_Point annotations for photos_
>>

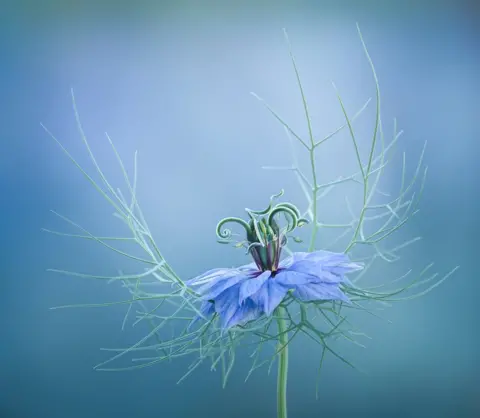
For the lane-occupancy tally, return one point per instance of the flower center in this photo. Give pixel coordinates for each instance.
(265, 244)
(265, 238)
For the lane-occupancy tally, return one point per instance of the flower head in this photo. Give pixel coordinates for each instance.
(245, 293)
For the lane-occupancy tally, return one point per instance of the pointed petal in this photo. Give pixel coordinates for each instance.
(270, 296)
(211, 291)
(207, 276)
(320, 291)
(249, 311)
(226, 304)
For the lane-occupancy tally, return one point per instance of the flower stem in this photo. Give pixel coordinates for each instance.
(282, 366)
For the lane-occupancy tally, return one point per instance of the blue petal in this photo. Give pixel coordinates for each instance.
(251, 286)
(206, 309)
(226, 304)
(207, 276)
(270, 295)
(290, 279)
(212, 290)
(245, 313)
(320, 291)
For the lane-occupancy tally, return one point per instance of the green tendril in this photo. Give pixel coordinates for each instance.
(227, 233)
(287, 211)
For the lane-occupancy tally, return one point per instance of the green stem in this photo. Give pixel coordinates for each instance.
(282, 366)
(314, 197)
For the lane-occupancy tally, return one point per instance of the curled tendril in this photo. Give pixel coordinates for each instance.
(287, 211)
(227, 233)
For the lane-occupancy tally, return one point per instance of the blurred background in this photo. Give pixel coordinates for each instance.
(172, 80)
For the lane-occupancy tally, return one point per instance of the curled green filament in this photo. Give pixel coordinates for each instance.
(262, 230)
(227, 233)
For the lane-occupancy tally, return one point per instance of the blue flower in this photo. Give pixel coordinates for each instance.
(243, 294)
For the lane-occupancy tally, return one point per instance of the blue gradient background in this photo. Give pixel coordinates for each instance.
(173, 82)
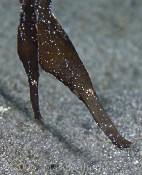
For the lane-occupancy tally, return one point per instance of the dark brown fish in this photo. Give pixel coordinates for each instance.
(48, 45)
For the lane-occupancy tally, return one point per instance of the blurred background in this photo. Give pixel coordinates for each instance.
(108, 37)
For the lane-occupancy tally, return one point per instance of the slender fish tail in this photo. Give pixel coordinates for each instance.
(103, 120)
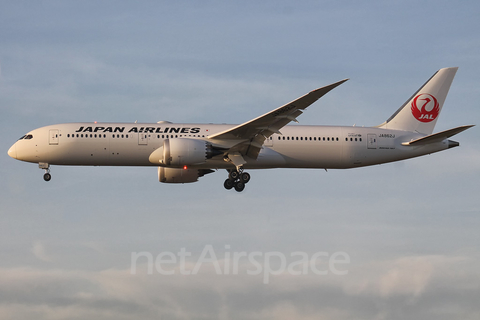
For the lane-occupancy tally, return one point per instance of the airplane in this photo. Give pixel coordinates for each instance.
(184, 152)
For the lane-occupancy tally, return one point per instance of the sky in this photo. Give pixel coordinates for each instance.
(395, 241)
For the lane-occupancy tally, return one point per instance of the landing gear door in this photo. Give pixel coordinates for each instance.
(53, 137)
(371, 141)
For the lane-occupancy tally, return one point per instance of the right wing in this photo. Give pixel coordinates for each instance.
(252, 134)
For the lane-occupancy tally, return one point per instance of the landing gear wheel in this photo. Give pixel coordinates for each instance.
(245, 177)
(228, 184)
(239, 186)
(233, 175)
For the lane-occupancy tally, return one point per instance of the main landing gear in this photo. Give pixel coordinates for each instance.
(236, 179)
(47, 176)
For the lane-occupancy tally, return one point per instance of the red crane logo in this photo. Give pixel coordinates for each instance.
(425, 107)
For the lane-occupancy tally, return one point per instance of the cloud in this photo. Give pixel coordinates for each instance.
(38, 249)
(376, 289)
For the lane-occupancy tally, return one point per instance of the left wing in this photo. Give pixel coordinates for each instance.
(252, 134)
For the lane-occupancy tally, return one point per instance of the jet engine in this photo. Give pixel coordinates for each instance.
(183, 152)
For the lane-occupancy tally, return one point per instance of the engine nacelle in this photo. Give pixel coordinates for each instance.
(180, 152)
(174, 175)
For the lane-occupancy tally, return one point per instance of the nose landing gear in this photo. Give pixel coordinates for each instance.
(47, 176)
(237, 179)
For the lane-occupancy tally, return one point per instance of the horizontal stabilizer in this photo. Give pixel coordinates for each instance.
(437, 137)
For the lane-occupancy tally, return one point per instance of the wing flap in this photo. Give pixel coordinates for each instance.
(437, 137)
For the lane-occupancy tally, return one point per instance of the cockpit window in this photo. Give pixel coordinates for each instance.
(26, 137)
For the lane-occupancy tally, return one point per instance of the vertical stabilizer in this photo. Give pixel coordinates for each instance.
(421, 111)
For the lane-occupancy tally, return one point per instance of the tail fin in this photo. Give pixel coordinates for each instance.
(421, 111)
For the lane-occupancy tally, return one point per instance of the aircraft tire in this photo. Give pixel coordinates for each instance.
(245, 177)
(233, 175)
(228, 184)
(239, 186)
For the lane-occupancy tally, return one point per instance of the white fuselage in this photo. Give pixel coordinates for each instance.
(130, 144)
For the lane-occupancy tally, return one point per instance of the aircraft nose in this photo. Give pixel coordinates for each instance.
(12, 152)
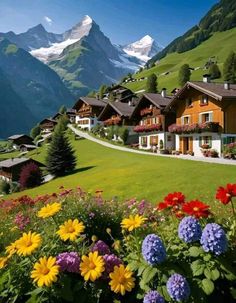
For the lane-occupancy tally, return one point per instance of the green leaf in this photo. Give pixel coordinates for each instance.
(215, 274)
(195, 251)
(207, 286)
(197, 267)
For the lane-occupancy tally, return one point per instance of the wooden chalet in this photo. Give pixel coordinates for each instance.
(206, 116)
(18, 140)
(152, 121)
(87, 111)
(121, 94)
(10, 169)
(117, 113)
(47, 125)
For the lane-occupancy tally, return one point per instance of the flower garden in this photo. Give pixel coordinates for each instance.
(75, 247)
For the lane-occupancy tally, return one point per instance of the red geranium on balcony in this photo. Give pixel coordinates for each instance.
(194, 128)
(147, 128)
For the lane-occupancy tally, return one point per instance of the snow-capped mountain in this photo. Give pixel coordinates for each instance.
(143, 49)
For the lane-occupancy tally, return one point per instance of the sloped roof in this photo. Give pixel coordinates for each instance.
(214, 90)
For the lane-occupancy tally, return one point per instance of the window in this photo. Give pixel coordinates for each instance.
(189, 102)
(204, 100)
(185, 120)
(205, 141)
(144, 141)
(206, 117)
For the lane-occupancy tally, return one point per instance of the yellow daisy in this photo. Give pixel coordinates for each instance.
(49, 210)
(45, 271)
(28, 243)
(70, 230)
(11, 249)
(121, 279)
(132, 222)
(3, 262)
(92, 266)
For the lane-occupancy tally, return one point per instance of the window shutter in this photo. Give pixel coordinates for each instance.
(210, 117)
(200, 141)
(200, 118)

<<

_Task_
Take the entries shown above and quote them verbatim, passing over the pictures.

_Result for this exercise_
For the lane-occupancy tally, return one point per instance of the flower center in this photo. Give pixel coordinates for each instance.
(265, 244)
(265, 238)
For the lane-occupancy tally, return one point per instance of the flower head in this photo. Give pixel coordinates for each instance.
(245, 293)
For the lane-occupancy tally, return one point per instance of the pointed petal in this photo. Give pixel coordinates for each instance.
(270, 296)
(211, 291)
(207, 276)
(320, 291)
(249, 311)
(226, 304)
For the lane-occupancy tally, return one point per instance of the flower stem in this photo. Give pixel coordinates for each instance.
(282, 366)
For the lane-occupancy tally, return one point per instance of the blue petal in this photo. Give pixel coordinates for each instance.
(251, 286)
(206, 309)
(226, 304)
(207, 276)
(270, 295)
(290, 279)
(212, 290)
(245, 313)
(320, 291)
For the lane-occupancy tally, return one point per instance of the green tendril in this photo. Give pixel coordinates for each instance.
(227, 233)
(287, 211)
For the lane-occupancy tally, return one point per instance of the green stem in this photo. Give pixel coordinates for each instance.
(282, 366)
(314, 197)
For the lane-occupancy tally, return one point per instance of the curled tendril in this photo. Give pixel coordinates for each instance.
(287, 211)
(227, 233)
For the lane-occupancy tally, return one point per instance of the blurred background in this photo. Give pixel coordinates for each instance.
(172, 80)
For the lane-occupancy tally, return one point per instance of the curled green filament in this photo. Give pixel coordinates for each instance.
(262, 230)
(227, 233)
For the lane-occupancy tally, return one point per instance of the blue flower in this photo. Give pixel coordinates for each instance.
(243, 294)
For the lane-occupancy tally, return one point per instance of the blue gradient background in this photo. Give pixel coordinates for each instance.
(173, 82)
For the lane-occupancy tally, return one point per instance of the dark brown fish in this photo. Give pixel coordinates for each instance.
(48, 45)
For the lane-occupancy tally, return one point per instance of the blurred background in this photo. Give pixel coordinates for each instance.
(108, 37)
For the lane-occupancy tally, return one point per instance of the slender fish tail in this photo. Give pixel coordinates for each instance.
(103, 120)
For the lane-occupancy tally, return one point per instance of the airplane in this photo. Give pixel coordinates for each instance.
(184, 152)
For the lane-occupancy tally, return one point per instance of the sky in this photo. Give pixel coordinates for each instance.
(395, 241)
For the lane-occupancy tally, return one point per instance of the landing gear door in this photo. Give pixel coordinates for each instance.
(53, 137)
(371, 141)
For the lane-occupancy tally, return one point per instance of the right wing in this photo. Give pixel coordinates for each instance.
(252, 134)
For the lane-occupancy tally, return one point per instance of the landing gear wheel in this photo. Give pixel coordinates for each instance.
(245, 177)
(228, 184)
(239, 186)
(233, 175)
For the lane-occupancy tally, return one point per instance of the main landing gear in this photo. Give pixel coordinates for each instance.
(236, 179)
(47, 176)
For the lane-occupancy tally, return one point per instance of the red crane logo in this photo. Give pixel coordinates for each instance.
(425, 107)
For the lane-occupancy tally, return one point per instance of the cloud in this photo. Give pixel coordinates for each instance.
(38, 249)
(376, 289)
For the lane-occupancy tally, return one point per instance of the left wing in this photo. Give pixel coordinates for each instance.
(252, 134)
For the lane-occupancy tally, return one point per instance of the jet engine in this photo. Give pixel coordinates for each instance.
(183, 152)
For the lane-occupancy tally, return one point per instance of the engine nacelle in this photo. Give pixel coordinates for each instance.
(180, 152)
(174, 175)
For the lane-occupancy tally, return one point per instance of the nose landing gear in this photo. Give pixel coordinates for each instance.
(47, 176)
(237, 179)
For the lane-occupancy tally, return one point per instance of the horizontal stabilizer in this photo. Give pixel coordinates for each instance.
(437, 137)
For the lane-occupancy tally, return one point per instance of the wing flap in this photo. Give pixel coordinates for each instance.
(437, 137)
For the lane-occupancy tally, return one point per instance of the cockpit window in this photo. Give pixel coordinates for each instance.
(26, 137)
For the lane-occupancy tally, return one point per instance of the vertical stabilizer in this photo. Give pixel coordinates for each instance.
(421, 111)
For the lane-occupancy tally, return one point per instance of the tail fin in this photo. Give pixel coordinates for each instance.
(421, 111)
For the lane-occupancy tally, return one point per instance of the aircraft tire in this photo. Give pixel coordinates for each instance.
(245, 177)
(233, 175)
(228, 184)
(239, 186)
For the lane-occupancy tally, return one point per instance of the white fuselage in this photo. Give pixel coordinates for each instance.
(130, 144)
For the lane-occupancy tally, return one point per instance of the aircraft nose in this photo. Give pixel coordinates for each instance.
(12, 152)
For the lane-occupancy tally, return one point per instance of the green leaf in this photo. Give pixel coordinates for each instance.
(215, 274)
(195, 251)
(207, 286)
(197, 267)
For the lane-occupancy tally, return one point per instance of the wooden chalet in this photo. Give pixel coordinates for each instance.
(206, 116)
(18, 140)
(152, 121)
(87, 111)
(121, 94)
(10, 169)
(117, 113)
(47, 125)
For the lane-occupancy tally, return one point per instance of the flower garden in this photo. Give pixel coordinates for each instance.
(75, 247)
For the lane-occupancy tally, return one point per instance of the red geranium on balcony in this photo. Give pixel coordinates for each instance.
(194, 128)
(147, 128)
For the lane-occupancy tally, return one point per instance of the snow-capped mountain in this photo. Give pixel coordinates for each instance.
(143, 49)
For the lane-occupancy tally, return one point per instance of the sloped roof in this photo. Give pixel coordinates for each instance.
(214, 90)
For the lane-occupancy tally, return one point per instance of the window in this photo. Give pixel coordinates for each instance.
(189, 102)
(204, 100)
(185, 120)
(205, 141)
(144, 141)
(206, 117)
For the lane-occupancy tally, return one point per instance of the yellow daisy in this photo. Give pixel coordinates for each instance.
(49, 210)
(45, 271)
(28, 243)
(70, 230)
(11, 249)
(121, 279)
(132, 222)
(3, 262)
(92, 266)
For the lane-occupancy tally, return one point per instance of the window shutter in this photo. Give pixel coordinates for each instance.
(210, 117)
(200, 141)
(200, 118)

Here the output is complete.